Keyboard shortcuts

Press or to navigate between chapters

Press S or / to search in the book

Press ? to show this help

Press Esc to hide this help

Schema Registry

The schema registry is the portal-owned catalog for reusable schema contracts. The first release should focus on JSON Schema documents for UI form generation, backend validation, external schema discovery, and operational auditability. The model should remain extensible enough to add Protobuf later if gRPC-over-WebSocket contract discovery becomes a real requirement, but Protobuf support is not required for the initial hardening pass. This design focuses on hardening the current schema-query, schema-command, and schema_t implementation so it can safely validate configuration property values and support future schema reuse across portal features.

Current State

The portal already has the core pieces of a schema registry:

  • schema_t stores schema metadata and the schema body.
  • schema-query exposes read actions such as getSchema, getSchemaLabel, getSchemaById, and getFreshSchema.
  • schema-command exposes create, update, and delete actions.
  • schema_t.host_id supports tenant-specific rows, with NULL representing a global schema.
  • schema_t.schema_status tracks draft, published, and retired states.
  • schema_t.spec_version records the schema language version, such as a JSON Schema draft.

The implementation is not ready to be treated as an authoritative validation service yet. The main gaps are:

  • schema lookup is not consistently tenant-aware
  • version lookup semantics are not explicit enough for config validation
  • schema bodies are not clearly validated before being stored
  • published schema immutability is not defined
  • schema type and body validation rules are not explicit
  • schema rows do not have a stable URL-friendly public alias
  • config properties do not currently reference schemas
  • backend config command handlers do not validate values against schemas
  • tests for schema CRUD, tenant/global lookup, versioning, and config validation are incomplete

Goals

  • Store JSON Schema documents with clear tenant/global ownership.
  • Support immutable published schema versions.
  • Let config properties reference an exact schema id and version.
  • Validate structured config property values on both frontend and backend.
  • Preserve existing schema registry CRUD pages and generated forms.
  • Add a Marketplace Schema Catalog entry for browse-first schema discovery.
  • Add URL-friendly schema aliases so external applications can retrieve published schemas through portal-service.
  • Keep schema lookup cheap for list pages by returning schema metadata first and loading schema bodies lazily.
  • Support schema status transitions: draft, published, retired.
  • Make validation errors specific enough for editors to highlight the failing JSON path.

* AIM *
Reproduce the stretch of the schema registry page from "Press S or /" through "across portal features.".

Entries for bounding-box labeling
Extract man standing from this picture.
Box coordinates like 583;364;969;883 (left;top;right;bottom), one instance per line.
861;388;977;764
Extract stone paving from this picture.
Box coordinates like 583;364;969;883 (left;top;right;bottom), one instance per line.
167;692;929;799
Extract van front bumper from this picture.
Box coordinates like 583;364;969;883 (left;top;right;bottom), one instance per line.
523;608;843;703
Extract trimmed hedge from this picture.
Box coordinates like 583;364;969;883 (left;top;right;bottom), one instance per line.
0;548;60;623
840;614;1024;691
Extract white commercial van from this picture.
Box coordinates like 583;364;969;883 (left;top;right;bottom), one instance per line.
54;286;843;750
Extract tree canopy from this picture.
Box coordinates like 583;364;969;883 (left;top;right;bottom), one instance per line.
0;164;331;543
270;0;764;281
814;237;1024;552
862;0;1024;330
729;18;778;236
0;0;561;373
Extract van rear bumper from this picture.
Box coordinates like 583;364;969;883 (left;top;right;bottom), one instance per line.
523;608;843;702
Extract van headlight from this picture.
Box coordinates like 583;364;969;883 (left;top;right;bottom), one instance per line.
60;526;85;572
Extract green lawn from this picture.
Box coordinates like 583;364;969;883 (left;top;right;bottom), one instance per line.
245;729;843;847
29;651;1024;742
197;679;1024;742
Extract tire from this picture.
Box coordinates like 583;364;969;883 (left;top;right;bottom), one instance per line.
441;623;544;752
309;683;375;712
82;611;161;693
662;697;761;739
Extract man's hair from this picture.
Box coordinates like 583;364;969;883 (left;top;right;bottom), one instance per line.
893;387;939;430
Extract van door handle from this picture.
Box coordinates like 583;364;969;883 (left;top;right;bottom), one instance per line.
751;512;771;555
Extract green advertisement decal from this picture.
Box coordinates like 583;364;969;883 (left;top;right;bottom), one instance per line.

* RIGHT ANSWER *
Press S or / to search in the book

Press ? to show this help

Press Esc to hide this help

Schema Registry

The schema registry is the portal-owned catalog for reusable schema contracts. The first release should focus on JSON Schema documents for UI form generation, backend validation, external schema discovery, and operational auditability. The model should remain extensible enough to add Protobuf later if gRPC-over-WebSocket contract discovery becomes a real requirement, but Protobuf support is not required for the initial hardening pass. This design focuses on hardening the current schema-query, schema-command, and schema_t implementation so it can safely validate configuration property values and support future schema reuse across portal features.